TEXTO DA PÁGINA ->

┌────────

Em qualquer dos casos, escolha uma tema ou um grupo que você tem dificuldade de compreender olhando só de fora. Ou escolha algo com o qual você não está muito envolvido ou comprometido, pois para um primeiro exercício de observação científica você poderá ter dificuldade em separar a sua visão da visão do grupo observado. É necessário tentar distanciar-se da situação e perder a repugnância ou admiração, entrando na cena com curiosidade científica.

Você precisará definir alguns objetivos iniciais (o que você quer conhecer, compreender, qual a pergunta inicial a responder) e algumas hipóteses iniciais (que são suposições, possíveis respostas provisórias para a questão que você quer estudar).

Quando for escrever a respeito, especifique dia, hora, local da observação e a influência deste espaço-tempo sobre as atividades ocorrendo neste momento: longe ou perto do centro, transporte difícil ou não, bairro classe média ou popular, meio-dia, final de tarde, etc.

Explique como você chegou neste lugar: se alguém lhe falou, se precisou ser apresentado, com quem teve que falar para entrar. Verifique se esta “apresentação” está introduzindo já um certo “viés” no trabalho. Antes de observar, reflita: quais são as suas representações (suas idéias aprendidas com seu grupo) sobre este local, grupo, tema?

Descreva bem o lugar, deixe aflorar seus talentos na escrita: queremos ver o lugar, assistir a cena como se estivéssemos lá. Inclua todos os detalhes.

Tente caracterizar o nível sócio-econômico do grupo naquele espaço. Se você não perguntar sobre renda (já que é um exercício de observação), há outras pistas para tentar esta identificação: roupas, moradia, ocupação, maneira de falar, cenas e conversas reveladoras.

└────────

EXTRATO DE DADOS ->

┌────────

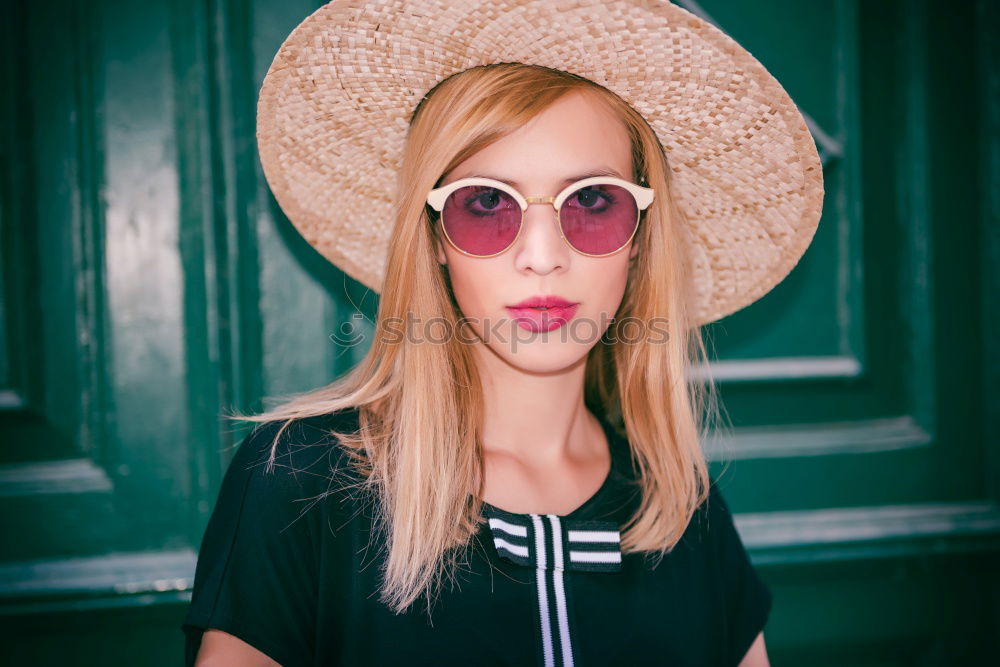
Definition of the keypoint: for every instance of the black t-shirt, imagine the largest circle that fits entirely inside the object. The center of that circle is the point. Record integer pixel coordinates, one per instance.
(286, 566)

└────────

OBJETIVOS ->
(1) Com base no texto da página, responda:
(a) Como são definidas as hipóteses iniciais?
(b) Quais três dados devem ser especificados ao escrever sobre a observação?
(c) Que pistas, além da renda, ajudam a identificar o nível sócio-econômico do grupo?
(2) Reproduza do texto da página o trecho que vai de "Descreva bem o" até "e conversas reveladoras.".

RESPOSTAS ->
(1)
(a) São suposições, possíveis respostas provisórias para a questão que se quer estudar.
(b) Dia, hora e local da observação.
(c) Roupas, moradia, ocupação, maneira de falar, cenas e conversas reveladoras.

(2)
Descreva bem o lugar, deixe aflorar seus talentos na escrita: queremos ver o lugar, assistir a cena como se estivéssemos lá. Inclua todos os detalhes.

Tente caracterizar o nível sócio-econômico do grupo naquele espaço. Se você não perguntar sobre renda (já que é um exercício de observação), há outras pistas para tentar esta identificação: roupas, moradia, ocupação, maneira de falar, cenas e conversas reveladoras.